Convert every line of the records below into a JSON list of strings, one string per line, omitting blank lines.

- **Record set**:
■ ■ ■ ■ ■ ■ ■

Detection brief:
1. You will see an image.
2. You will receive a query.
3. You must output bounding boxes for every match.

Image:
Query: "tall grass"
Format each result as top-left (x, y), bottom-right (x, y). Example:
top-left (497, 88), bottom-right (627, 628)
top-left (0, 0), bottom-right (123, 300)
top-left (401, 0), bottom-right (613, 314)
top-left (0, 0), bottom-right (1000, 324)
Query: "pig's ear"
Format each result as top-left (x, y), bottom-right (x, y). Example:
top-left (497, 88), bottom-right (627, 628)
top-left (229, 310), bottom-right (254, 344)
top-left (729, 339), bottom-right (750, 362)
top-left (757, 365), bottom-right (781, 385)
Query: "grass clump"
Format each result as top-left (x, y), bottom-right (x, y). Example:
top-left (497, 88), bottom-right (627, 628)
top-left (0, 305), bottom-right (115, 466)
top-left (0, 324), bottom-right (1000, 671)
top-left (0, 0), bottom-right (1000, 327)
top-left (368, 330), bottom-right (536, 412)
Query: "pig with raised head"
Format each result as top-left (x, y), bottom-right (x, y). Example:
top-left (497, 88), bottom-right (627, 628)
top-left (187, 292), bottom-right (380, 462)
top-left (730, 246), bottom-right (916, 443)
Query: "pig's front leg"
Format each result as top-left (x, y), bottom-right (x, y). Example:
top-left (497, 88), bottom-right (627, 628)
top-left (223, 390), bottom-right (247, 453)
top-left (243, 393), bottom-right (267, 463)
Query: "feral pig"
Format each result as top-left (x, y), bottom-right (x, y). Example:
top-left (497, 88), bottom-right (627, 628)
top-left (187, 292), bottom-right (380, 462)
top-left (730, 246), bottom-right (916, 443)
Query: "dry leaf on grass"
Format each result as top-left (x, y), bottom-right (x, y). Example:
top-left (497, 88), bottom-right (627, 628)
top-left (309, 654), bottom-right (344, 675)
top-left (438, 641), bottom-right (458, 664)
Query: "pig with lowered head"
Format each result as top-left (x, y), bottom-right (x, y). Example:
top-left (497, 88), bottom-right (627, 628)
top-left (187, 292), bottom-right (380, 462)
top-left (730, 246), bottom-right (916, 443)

■ ■ ■ ■ ■ ■ ■

- **Final result**:
[
  "Detection brief:",
  "1. You will see an image.",
  "2. You will receive a query.",
  "3. You must output bounding boxes for every match.",
  "Image:",
  "Query: \"tall grass\"",
  "Format each result as top-left (x, y), bottom-right (x, y). Example:",
  "top-left (497, 88), bottom-right (627, 628)",
  "top-left (0, 0), bottom-right (123, 300)",
  "top-left (401, 0), bottom-right (613, 314)",
  "top-left (0, 0), bottom-right (1000, 324)",
  "Query: \"pig's ear\"",
  "Format each result as top-left (x, y), bottom-right (x, y). Example:",
  "top-left (497, 88), bottom-right (627, 628)",
  "top-left (229, 310), bottom-right (254, 344)",
  "top-left (729, 339), bottom-right (750, 362)",
  "top-left (757, 365), bottom-right (781, 385)",
  "Query: \"grass clump\"",
  "Format each result as top-left (x, y), bottom-right (x, y). Example:",
  "top-left (497, 88), bottom-right (627, 628)",
  "top-left (0, 305), bottom-right (115, 466)",
  "top-left (0, 324), bottom-right (1000, 671)",
  "top-left (0, 0), bottom-right (1000, 327)",
  "top-left (368, 330), bottom-right (536, 412)",
  "Query: \"pig with raised head\"",
  "Format each result as top-left (x, y), bottom-right (x, y). Example:",
  "top-left (497, 88), bottom-right (627, 628)",
  "top-left (187, 292), bottom-right (380, 462)",
  "top-left (730, 246), bottom-right (916, 443)",
  "Query: \"pig's front leg\"",
  "Format each result as top-left (x, y), bottom-right (x, y). Example:",
  "top-left (497, 88), bottom-right (627, 628)",
  "top-left (223, 390), bottom-right (247, 453)",
  "top-left (243, 393), bottom-right (267, 463)",
  "Query: \"feral pig\"",
  "Format each result as top-left (x, y), bottom-right (x, y). Example:",
  "top-left (497, 88), bottom-right (627, 628)",
  "top-left (187, 292), bottom-right (380, 462)",
  "top-left (730, 246), bottom-right (916, 443)",
  "Query: \"dry leaf on grass\"",
  "Format each result as top-left (x, y), bottom-right (x, y). Example:",
  "top-left (497, 88), bottom-right (627, 628)",
  "top-left (309, 654), bottom-right (344, 675)",
  "top-left (438, 641), bottom-right (458, 664)",
  "Query: \"pig with lowered head\"",
  "Format each result as top-left (x, y), bottom-right (x, y). Example:",
  "top-left (497, 88), bottom-right (627, 628)",
  "top-left (187, 292), bottom-right (380, 462)",
  "top-left (730, 246), bottom-right (916, 443)"
]